EXERCISE AIM:
Each line below must be printed exactly as it stands.

Natural-language object grounding data:
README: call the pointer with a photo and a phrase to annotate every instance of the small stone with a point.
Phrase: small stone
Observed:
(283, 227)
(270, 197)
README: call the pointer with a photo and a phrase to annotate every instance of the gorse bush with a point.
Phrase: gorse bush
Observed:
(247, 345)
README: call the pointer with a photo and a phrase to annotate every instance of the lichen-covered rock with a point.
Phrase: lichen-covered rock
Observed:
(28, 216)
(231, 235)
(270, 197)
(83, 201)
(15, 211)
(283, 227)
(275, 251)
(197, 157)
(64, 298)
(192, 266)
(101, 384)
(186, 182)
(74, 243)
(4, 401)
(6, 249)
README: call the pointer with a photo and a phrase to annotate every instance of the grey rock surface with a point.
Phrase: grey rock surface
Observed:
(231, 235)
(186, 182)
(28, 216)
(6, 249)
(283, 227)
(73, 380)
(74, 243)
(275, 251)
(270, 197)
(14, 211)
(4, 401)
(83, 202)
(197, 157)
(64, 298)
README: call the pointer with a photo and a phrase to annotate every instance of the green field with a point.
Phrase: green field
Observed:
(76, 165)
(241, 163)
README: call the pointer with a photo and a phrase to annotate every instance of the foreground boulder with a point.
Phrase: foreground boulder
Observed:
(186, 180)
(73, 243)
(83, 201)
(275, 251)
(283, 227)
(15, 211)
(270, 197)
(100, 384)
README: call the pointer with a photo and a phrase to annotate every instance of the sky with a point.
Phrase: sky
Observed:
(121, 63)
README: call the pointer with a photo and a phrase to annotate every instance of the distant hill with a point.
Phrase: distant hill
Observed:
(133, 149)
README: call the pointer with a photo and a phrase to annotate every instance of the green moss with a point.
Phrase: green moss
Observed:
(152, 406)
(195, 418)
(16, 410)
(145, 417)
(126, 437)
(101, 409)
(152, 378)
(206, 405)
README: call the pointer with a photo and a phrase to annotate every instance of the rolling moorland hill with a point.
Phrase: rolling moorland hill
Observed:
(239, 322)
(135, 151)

RESULT OF THIS TASK:
README: call the pointer with a photo and a phrase to annotate every instance of the small stone with a point.
Phrase: small stone
Observed:
(283, 227)
(270, 197)
README: call the pointer with a photo and a phrase to annotate every instance of the gorse bush with a point.
Phrase: gorse bush
Observed:
(247, 345)
README: call the pointer with a photo and a phrase to annotate every instance of the lichen-covered rock with a point.
Phrase: lichen-covered rock
Observed:
(28, 216)
(231, 235)
(270, 197)
(83, 201)
(15, 211)
(283, 227)
(275, 251)
(197, 157)
(64, 298)
(192, 266)
(101, 384)
(186, 182)
(74, 243)
(4, 401)
(6, 249)
README: call the pointer with a photo and a phrase to annotate every instance of the grey rock surface with a point.
Phrase: grey rock surface
Observed:
(231, 235)
(186, 182)
(28, 216)
(6, 249)
(283, 227)
(73, 380)
(74, 243)
(275, 251)
(270, 197)
(14, 211)
(4, 401)
(83, 202)
(197, 157)
(64, 298)
README: call the pointer with a photo and a phrase to annotate every instance of the green field with a point.
Phrase: green field
Observed:
(76, 165)
(241, 163)
README: call the pointer with a photo and a phrase to annotate every instance of the foreground boulder with a point.
Phrase: foreground boulder
Observed:
(186, 180)
(73, 243)
(83, 201)
(275, 251)
(283, 227)
(15, 211)
(270, 197)
(100, 384)
README: call the pointer with a photo and a phrase to annotate every instance of the sky with a point.
Phrase: sky
Observed:
(121, 63)
README: call the pointer with a photo and a phrase to annotate every instance of the distant hill with a point.
Phrase: distant hill
Observed:
(133, 149)
README: call the pointer with a photo and a phrase to annotate every instance of the green moss with a point.
Phrase: green moss
Observed:
(152, 406)
(195, 418)
(16, 410)
(145, 417)
(126, 437)
(101, 409)
(152, 378)
(206, 405)
README: call the pointer with a photo and a phrase to annotate every instance of the rolling moorland hill with a point.
Phrase: rolling moorland hill
Observed:
(239, 322)
(135, 151)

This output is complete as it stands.